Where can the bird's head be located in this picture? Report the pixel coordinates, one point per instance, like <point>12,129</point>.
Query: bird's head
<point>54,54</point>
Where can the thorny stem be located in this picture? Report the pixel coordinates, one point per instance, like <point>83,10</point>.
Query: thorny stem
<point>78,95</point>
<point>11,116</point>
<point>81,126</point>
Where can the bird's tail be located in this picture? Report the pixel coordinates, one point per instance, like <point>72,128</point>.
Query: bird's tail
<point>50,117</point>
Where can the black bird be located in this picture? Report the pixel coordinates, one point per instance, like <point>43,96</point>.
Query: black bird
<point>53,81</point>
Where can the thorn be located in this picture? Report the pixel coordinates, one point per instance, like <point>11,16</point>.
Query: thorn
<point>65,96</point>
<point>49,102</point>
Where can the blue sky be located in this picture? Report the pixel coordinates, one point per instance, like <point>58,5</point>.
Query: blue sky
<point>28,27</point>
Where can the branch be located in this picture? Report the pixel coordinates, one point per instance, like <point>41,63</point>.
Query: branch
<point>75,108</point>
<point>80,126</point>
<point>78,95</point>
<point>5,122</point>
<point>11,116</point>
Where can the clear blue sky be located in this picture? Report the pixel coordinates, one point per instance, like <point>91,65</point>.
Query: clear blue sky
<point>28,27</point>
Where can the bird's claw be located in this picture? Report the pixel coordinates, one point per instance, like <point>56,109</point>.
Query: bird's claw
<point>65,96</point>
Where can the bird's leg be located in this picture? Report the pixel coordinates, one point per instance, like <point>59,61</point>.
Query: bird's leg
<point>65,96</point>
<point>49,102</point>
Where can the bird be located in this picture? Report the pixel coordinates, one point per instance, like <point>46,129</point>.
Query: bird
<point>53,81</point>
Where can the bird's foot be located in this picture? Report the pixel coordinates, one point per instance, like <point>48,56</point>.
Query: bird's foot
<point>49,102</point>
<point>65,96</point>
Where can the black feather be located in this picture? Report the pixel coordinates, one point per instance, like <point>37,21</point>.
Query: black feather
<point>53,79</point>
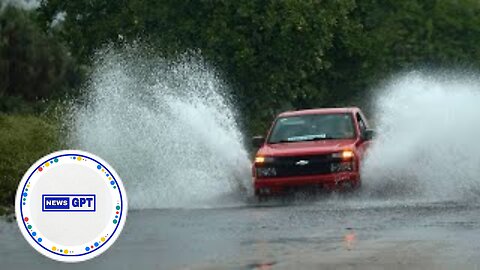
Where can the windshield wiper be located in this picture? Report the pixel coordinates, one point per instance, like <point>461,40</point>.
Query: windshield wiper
<point>306,140</point>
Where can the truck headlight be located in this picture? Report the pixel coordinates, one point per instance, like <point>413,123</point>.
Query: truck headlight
<point>341,167</point>
<point>266,172</point>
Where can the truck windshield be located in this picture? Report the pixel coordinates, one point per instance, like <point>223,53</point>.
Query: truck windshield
<point>312,127</point>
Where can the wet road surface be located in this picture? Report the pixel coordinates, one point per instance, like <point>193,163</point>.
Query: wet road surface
<point>329,233</point>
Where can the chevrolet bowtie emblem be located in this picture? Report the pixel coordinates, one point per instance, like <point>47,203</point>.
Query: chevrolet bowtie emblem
<point>302,162</point>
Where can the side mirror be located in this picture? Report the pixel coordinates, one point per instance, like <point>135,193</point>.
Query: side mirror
<point>258,141</point>
<point>368,134</point>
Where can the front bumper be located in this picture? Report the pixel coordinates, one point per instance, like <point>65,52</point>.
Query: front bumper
<point>330,182</point>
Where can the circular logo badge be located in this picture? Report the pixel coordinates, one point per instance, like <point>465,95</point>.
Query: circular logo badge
<point>71,206</point>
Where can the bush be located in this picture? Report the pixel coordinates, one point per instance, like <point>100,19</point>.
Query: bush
<point>23,140</point>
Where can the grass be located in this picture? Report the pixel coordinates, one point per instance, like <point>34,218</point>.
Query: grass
<point>23,140</point>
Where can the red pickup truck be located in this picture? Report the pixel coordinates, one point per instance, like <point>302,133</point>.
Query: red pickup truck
<point>312,149</point>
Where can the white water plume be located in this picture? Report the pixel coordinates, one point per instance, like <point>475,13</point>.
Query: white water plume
<point>427,144</point>
<point>167,127</point>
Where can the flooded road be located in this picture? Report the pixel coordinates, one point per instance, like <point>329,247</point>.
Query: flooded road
<point>329,233</point>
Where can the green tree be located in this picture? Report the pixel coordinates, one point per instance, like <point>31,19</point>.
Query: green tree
<point>33,64</point>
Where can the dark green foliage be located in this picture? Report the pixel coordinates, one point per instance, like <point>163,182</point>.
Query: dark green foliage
<point>33,64</point>
<point>23,140</point>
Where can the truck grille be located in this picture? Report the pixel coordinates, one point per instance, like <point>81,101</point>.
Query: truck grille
<point>299,165</point>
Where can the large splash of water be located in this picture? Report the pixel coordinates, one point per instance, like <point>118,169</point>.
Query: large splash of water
<point>167,127</point>
<point>428,139</point>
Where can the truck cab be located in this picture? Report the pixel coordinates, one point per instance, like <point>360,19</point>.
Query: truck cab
<point>311,149</point>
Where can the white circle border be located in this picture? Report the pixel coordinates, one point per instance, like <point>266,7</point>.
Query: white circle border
<point>93,252</point>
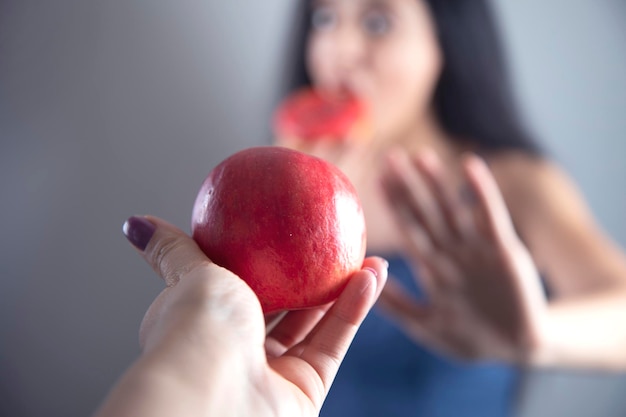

▬▬▬

### WHAT YOU ARE ASKED TO DO
Please pull out each line of the records above that contains the word "front" and copy those lines in full.

### EXPECTED OUTPUT
Where can the front bumper be located in this picture? Report the pixel coordinates, one point per instance, like <point>65,52</point>.
Query: front bumper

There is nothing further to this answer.